It took awhile for medicine to regulate me, but when it did, the intense panic attacks became fewer and far-between. The anxiety was still there, and some nights crippling, but the full-blown attacks that kept me from living were slowly disappearing. As of now, I only have full-blown attacks when I’m under a lot of stress or am overwhelmed. The last time I had one was in January. I have smaller attacks when I let myself get to overthinking and spending too much time in my head, but I can combat those easier than I could last year. I feel a lot better about my ability to control my attacks than I did last year.

Along with the good comes the bad. A lot of life changes have happened over the past year, and they brought even more anxiety and stress than just the everyday anxiety I’d been carrying. I left student teaching and was left utterly clueless with what to do with my life, I began having more stress at home, and anxiety about the future and going back to Lipscomb for an unplanned extra semester just sent me further into a pit I couldn’t get out on my own.  In September, I made the decision to talk to my doctor about upping my medicine dosage. I’m glad I did– after a couple weeks, the fog I’d been under lifted greatly. I started feeling like myself again.

Given data:
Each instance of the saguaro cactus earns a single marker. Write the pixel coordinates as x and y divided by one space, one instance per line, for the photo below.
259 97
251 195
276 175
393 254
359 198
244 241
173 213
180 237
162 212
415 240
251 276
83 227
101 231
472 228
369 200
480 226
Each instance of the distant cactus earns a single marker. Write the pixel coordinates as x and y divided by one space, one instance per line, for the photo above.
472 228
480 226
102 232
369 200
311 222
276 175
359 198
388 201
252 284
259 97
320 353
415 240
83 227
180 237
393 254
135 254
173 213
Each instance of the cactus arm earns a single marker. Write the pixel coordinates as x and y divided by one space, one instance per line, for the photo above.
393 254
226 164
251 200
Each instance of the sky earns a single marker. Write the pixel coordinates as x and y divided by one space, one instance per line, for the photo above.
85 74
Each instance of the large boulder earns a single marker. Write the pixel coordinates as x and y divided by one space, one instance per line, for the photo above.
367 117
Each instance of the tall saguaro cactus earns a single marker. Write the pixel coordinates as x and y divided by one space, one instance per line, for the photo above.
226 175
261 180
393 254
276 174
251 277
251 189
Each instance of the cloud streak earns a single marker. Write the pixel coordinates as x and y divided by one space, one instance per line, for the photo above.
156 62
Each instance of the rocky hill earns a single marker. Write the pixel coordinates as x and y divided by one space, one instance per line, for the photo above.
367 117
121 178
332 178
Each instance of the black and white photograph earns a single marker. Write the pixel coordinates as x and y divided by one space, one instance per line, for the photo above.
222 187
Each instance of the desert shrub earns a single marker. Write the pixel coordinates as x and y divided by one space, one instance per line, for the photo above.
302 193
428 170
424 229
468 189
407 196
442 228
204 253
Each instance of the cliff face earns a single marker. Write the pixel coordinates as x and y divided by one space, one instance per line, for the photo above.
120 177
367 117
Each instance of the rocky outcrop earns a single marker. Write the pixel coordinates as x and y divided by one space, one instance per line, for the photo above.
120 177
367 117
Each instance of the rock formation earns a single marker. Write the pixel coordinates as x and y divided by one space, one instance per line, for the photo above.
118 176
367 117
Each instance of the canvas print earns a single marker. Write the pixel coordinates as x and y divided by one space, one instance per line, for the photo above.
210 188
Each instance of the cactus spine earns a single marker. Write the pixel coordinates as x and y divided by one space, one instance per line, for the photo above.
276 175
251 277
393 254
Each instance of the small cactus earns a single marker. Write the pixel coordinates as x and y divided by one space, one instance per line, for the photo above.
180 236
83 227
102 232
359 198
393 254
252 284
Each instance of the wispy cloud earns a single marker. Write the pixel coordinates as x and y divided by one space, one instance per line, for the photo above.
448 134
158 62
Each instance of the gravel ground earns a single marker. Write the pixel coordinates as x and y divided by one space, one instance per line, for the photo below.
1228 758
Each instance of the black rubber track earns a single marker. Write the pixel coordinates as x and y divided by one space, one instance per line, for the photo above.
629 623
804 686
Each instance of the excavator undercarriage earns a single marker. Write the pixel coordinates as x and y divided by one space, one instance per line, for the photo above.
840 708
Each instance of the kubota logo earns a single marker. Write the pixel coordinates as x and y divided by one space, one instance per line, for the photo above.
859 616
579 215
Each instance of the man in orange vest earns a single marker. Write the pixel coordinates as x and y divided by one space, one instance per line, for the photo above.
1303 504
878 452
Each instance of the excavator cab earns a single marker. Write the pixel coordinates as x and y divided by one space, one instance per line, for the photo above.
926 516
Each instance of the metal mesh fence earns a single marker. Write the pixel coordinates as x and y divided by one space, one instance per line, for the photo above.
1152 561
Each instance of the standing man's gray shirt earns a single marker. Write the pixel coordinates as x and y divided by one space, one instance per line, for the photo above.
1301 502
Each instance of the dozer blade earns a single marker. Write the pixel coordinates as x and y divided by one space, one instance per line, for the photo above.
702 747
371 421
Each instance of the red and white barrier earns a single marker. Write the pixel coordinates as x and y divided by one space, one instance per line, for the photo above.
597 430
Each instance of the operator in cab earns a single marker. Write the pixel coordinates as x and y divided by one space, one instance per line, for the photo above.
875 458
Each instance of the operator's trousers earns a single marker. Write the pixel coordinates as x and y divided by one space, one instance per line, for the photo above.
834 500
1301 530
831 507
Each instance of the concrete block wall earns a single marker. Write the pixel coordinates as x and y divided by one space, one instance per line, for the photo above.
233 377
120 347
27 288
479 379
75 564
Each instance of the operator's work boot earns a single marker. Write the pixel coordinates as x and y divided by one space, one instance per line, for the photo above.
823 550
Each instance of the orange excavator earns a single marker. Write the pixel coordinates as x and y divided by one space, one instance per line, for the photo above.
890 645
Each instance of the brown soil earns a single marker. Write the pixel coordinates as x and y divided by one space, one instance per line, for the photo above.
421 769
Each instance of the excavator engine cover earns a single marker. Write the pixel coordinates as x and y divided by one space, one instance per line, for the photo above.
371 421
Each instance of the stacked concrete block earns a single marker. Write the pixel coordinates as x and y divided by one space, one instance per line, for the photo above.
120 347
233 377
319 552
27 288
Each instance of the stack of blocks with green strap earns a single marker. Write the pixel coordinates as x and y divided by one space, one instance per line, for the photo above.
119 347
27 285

Explore the material:
**1)** Reproduce the passage on anxiety word for word, starting with "It took awhile" and going on through "did last year.".
**2)** Answer these questions using the passage on anxiety:
(a) In what month did the writer last have a full-blown attack?
(b) Where was the writer going back to for an unplanned extra semester?
(c) In what month did the writer decide to talk to a doctor about upping the medicine dosage?
**3)** Translate this sentence from the passage on anxiety into Spanish: "In September, I made the decision to talk to my doctor about upping my medicine dosage."

Answers to the problems:
**1)**
It took awhile for medicine to regulate me, but when it did, the intense panic attacks became fewer and far-between. The anxiety was still there, and some nights crippling, but the full-blown attacks that kept me from living were slowly disappearing. As of now, I only have full-blown attacks when I’m under a lot of stress or am overwhelmed. The last time I had one was in January. I have smaller attacks when I let myself get to overthinking and spending too much time in my head, but I can combat those easier than I could last year. I feel a lot better about my ability to control my attacks than I did last year.

**2)**
(a) January
(b) Lipscomb
(c) September

**3)** En septiembre, tomé la decisión de hablar con mi médico sobre aumentar la dosis de mi medicamento.